TEXT PROVIDED: Begin

Assad, Putin being allowed to rewrite Syrian history
Before assuming office, President Donald Trump promised to end the “endless wars” in the Middle East that have been consuming US lives and treasure for decades. Though none of the wars have yet ended, as Trump is busy moving troops around the Middle East rather than bringing them home, it is nevertheless undeniable that we are now entering a new phase in the geopolitical power balance of the region. US influence has diminished dramatically while the Russian sphere of influence expands without checks. How will future generations view US policy, particularly in relation to Syria?
“We will go down in history either as the world’s greatest statesmen or its worst villains.” These were the indomitable words of Hermann Goering prior to the Nazis’ crushing defeat and Goering himself facing trial in the world’s first war crimes tribunal. Had the Nazis emerged victorious, the tables would certainly have been turned.
With Bashar Assad on the verge of complete victory in Syria, we can expect his regime to follow a similar trajectory of engineering the historical narrative to paint Assad as the greatest statesman and the civilian uprising as nothing but a plot by dark foreign powers like the US and Islamists. In fact, much of this groundwork has already been laid by Vladimir Putin’s cyber warriors, with the demonization of the White Helmets and denouncing of all opposed to Assad as supporters of Al-Qaeda or Daesh. And the West, suffering from guilt after a complete dereliction of duty in standing up for their values, will likely not offer much resistance. After all, absence of war is much more important than justice and accountability. The Syrian people who rose up against a brutal dictator and paid with their lives will simply be recast as enemies of stability.

TEXT PROVIDED: End

_REQUIRED TASKS_:
• 1. In the text about Assad, Putin and Syrian history, what did Donald Trump promise before assuming office?
• 2. Write the next paragraph of the text on Assad, Putin and Syrian history, picking up after its last sentence.

EXTRACTED INFORMATION: Begin

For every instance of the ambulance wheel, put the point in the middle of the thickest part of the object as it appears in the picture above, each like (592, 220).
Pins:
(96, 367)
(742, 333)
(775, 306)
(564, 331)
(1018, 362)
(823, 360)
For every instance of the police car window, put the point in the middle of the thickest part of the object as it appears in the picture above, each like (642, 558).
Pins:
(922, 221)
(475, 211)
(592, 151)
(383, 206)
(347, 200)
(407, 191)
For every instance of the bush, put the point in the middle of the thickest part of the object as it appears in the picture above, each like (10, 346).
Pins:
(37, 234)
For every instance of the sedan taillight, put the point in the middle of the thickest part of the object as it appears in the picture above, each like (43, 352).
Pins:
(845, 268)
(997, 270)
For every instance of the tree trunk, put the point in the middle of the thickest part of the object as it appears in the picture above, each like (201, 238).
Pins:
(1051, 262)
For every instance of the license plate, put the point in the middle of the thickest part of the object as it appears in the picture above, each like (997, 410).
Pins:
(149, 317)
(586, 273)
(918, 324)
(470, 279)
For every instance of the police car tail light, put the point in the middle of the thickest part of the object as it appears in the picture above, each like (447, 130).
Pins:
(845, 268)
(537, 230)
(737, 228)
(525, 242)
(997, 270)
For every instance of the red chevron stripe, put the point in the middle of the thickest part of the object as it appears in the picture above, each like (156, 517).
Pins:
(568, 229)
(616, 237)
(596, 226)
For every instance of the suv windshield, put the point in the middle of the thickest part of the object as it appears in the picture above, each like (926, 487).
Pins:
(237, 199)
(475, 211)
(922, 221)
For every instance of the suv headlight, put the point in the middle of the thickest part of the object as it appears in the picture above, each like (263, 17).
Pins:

EXTRACTED INFORMATION: End

_OUTPUTS IN ORDER_:
• 1. He promised to end the "endless wars" in the Middle East.

• 2.
This handbook for beating a civilian population into submission will become a must-read for any authoritarian regime facing a popular uprising within its territory. Militarily, first encircle the target area and block all traffic, stopping food from getting through. Then, bomb hospitals to ensure there are insufficient medical facilities when the casualties start mounting. Lastly, use munitions with the highest psychological impact, such as cluster bombsand chemical weapons, to break the targets into surrendering. In case you were not certain, yes, all three of these tactics are explicit war crimes.
What used to happen was that the propaganda offensive by the Russian information warfare machine — aimed at obfuscating and confusing the evidence for war crimes committed by Assad and the Kremlin — started either during the acts themselves or immediately after. But this has now changed, and the Kremlin has moved onto the next logical step of its propaganda capabilities: Pre-emptive misinformation.
Prior to any offensive, the Kremlin-backed “media” channels start pushing the narrative that the rebels are acquiring and planning to use chemical weapons. This does two things: It supposedly gives Assad and Putin just cause and urgency to step up their offensive against the rebels; and, if chemical weapons are to be deployed, well this time we “know” that it was the rebels who had such weapons to hand.
The Syrian people who rose up against a brutal dictator and paid with their lives will simply be recast as enemies of stability.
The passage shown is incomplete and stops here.